## What is being asked
Transcribe the material below word for word, preserving every line and its order without alteration.

## Exercise inputs
┌──

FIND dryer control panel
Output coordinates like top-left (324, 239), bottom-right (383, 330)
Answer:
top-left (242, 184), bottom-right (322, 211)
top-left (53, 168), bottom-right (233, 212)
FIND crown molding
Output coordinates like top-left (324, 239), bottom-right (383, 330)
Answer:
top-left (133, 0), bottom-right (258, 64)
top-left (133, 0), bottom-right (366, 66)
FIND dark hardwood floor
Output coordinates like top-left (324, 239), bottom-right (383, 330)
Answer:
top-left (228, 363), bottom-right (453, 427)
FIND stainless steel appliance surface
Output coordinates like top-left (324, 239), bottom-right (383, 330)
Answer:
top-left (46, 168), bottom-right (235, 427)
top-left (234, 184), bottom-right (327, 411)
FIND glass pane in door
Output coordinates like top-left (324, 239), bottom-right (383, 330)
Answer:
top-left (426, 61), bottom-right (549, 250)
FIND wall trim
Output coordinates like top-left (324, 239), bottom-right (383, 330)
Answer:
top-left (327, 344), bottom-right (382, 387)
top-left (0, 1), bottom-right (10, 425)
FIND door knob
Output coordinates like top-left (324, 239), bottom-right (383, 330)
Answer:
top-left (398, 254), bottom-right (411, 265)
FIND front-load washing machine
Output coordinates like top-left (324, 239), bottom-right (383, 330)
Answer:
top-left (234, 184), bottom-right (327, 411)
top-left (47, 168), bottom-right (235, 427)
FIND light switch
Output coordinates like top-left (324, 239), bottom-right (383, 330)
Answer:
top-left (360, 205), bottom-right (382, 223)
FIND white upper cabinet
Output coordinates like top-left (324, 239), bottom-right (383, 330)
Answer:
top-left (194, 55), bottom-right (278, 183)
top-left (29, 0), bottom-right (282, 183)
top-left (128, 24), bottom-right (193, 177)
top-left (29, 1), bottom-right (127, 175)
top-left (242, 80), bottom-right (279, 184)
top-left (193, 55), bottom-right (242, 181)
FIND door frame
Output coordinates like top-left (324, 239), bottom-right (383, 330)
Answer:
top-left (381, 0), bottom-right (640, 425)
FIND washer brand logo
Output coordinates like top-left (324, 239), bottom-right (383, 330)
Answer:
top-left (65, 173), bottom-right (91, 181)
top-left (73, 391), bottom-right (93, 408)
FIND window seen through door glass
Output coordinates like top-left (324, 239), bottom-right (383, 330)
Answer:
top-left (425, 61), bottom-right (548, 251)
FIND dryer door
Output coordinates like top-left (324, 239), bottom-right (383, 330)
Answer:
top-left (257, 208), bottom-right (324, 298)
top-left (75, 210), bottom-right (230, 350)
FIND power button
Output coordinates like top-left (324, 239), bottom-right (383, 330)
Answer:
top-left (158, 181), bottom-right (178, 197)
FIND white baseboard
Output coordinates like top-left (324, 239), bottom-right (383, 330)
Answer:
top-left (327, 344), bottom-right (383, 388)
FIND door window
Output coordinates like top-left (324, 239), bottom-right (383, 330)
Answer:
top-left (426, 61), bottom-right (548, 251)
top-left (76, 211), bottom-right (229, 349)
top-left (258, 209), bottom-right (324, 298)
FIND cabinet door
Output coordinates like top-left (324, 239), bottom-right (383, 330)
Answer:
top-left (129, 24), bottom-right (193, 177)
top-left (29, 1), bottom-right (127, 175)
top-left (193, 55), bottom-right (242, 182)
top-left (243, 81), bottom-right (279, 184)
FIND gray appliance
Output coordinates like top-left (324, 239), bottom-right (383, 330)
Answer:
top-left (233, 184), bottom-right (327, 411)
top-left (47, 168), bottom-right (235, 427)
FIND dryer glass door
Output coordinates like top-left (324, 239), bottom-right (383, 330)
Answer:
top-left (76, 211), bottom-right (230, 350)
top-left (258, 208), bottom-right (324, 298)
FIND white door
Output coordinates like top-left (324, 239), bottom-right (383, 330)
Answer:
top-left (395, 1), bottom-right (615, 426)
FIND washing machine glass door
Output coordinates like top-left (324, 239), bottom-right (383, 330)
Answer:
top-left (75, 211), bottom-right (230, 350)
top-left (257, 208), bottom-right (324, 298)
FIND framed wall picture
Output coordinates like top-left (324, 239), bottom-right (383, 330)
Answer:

└──

## Final result
FIND dryer control panel
Output coordinates like top-left (324, 239), bottom-right (383, 330)
Answer:
top-left (242, 184), bottom-right (322, 211)
top-left (53, 168), bottom-right (233, 212)
FIND crown molding
Output coordinates like top-left (324, 239), bottom-right (383, 330)
Answer:
top-left (133, 0), bottom-right (258, 64)
top-left (133, 0), bottom-right (366, 66)
FIND dark hardwood floor
Output coordinates like top-left (324, 239), bottom-right (383, 330)
Answer:
top-left (228, 363), bottom-right (453, 427)
FIND stainless steel appliance surface
Output coordinates like top-left (324, 239), bottom-right (383, 330)
Answer:
top-left (46, 168), bottom-right (235, 427)
top-left (234, 184), bottom-right (327, 411)
FIND glass pane in door
Output coordinates like top-left (324, 239), bottom-right (383, 330)
Answer:
top-left (426, 61), bottom-right (549, 250)
FIND wall trim
Output coordinates like top-left (324, 239), bottom-right (383, 330)
Answer:
top-left (327, 344), bottom-right (382, 387)
top-left (0, 1), bottom-right (10, 425)
FIND door knob
Output coordinates like top-left (324, 239), bottom-right (383, 330)
Answer:
top-left (398, 254), bottom-right (411, 265)
FIND front-load washing machine
Output coordinates like top-left (324, 239), bottom-right (383, 330)
Answer:
top-left (234, 184), bottom-right (327, 411)
top-left (47, 168), bottom-right (235, 427)
FIND light switch
Output coordinates like top-left (324, 239), bottom-right (383, 330)
Answer:
top-left (360, 205), bottom-right (382, 223)
FIND white upper cabinet
Output coordinates like top-left (324, 239), bottom-right (383, 330)
Answer:
top-left (194, 55), bottom-right (278, 183)
top-left (29, 0), bottom-right (282, 183)
top-left (128, 24), bottom-right (193, 177)
top-left (29, 1), bottom-right (127, 175)
top-left (242, 80), bottom-right (279, 184)
top-left (193, 55), bottom-right (242, 181)
FIND door frame
Output coordinates like top-left (324, 239), bottom-right (383, 330)
Answer:
top-left (381, 0), bottom-right (640, 425)
FIND washer brand logo
Output coordinates like top-left (324, 239), bottom-right (383, 330)
Answer:
top-left (65, 173), bottom-right (91, 181)
top-left (73, 391), bottom-right (93, 408)
FIND window seen through door glass
Output coordinates like top-left (324, 239), bottom-right (383, 330)
Answer:
top-left (425, 61), bottom-right (548, 251)
FIND dryer door
Output coordinates like top-left (324, 239), bottom-right (383, 330)
Answer:
top-left (257, 208), bottom-right (324, 298)
top-left (75, 210), bottom-right (230, 350)
FIND power button
Output coordinates like top-left (324, 239), bottom-right (383, 330)
Answer:
top-left (158, 181), bottom-right (178, 197)
FIND white baseboard
Output coordinates like top-left (324, 239), bottom-right (383, 330)
Answer:
top-left (327, 344), bottom-right (383, 388)
FIND door window
Output coordinates like top-left (324, 239), bottom-right (383, 330)
Answer:
top-left (426, 61), bottom-right (548, 251)
top-left (76, 211), bottom-right (229, 349)
top-left (258, 209), bottom-right (324, 298)
FIND cabinet door
Output coordinates like top-left (324, 239), bottom-right (383, 330)
Answer:
top-left (129, 24), bottom-right (193, 177)
top-left (29, 1), bottom-right (127, 175)
top-left (193, 55), bottom-right (242, 182)
top-left (243, 81), bottom-right (279, 184)
FIND gray appliance
Output coordinates like top-left (324, 239), bottom-right (383, 330)
Answer:
top-left (233, 184), bottom-right (327, 411)
top-left (47, 168), bottom-right (235, 427)
FIND dryer glass door
Output coordinates like top-left (324, 239), bottom-right (383, 330)
Answer:
top-left (76, 211), bottom-right (230, 350)
top-left (258, 208), bottom-right (324, 298)
FIND white door
Output coordinates like top-left (324, 239), bottom-right (383, 330)
Answer:
top-left (395, 1), bottom-right (615, 426)
FIND washing machine glass door
Output coordinates like top-left (324, 239), bottom-right (383, 330)
Answer:
top-left (75, 211), bottom-right (230, 350)
top-left (257, 208), bottom-right (324, 298)
FIND framed wall picture
Output coordinates like top-left (324, 239), bottom-right (383, 330)
Answer:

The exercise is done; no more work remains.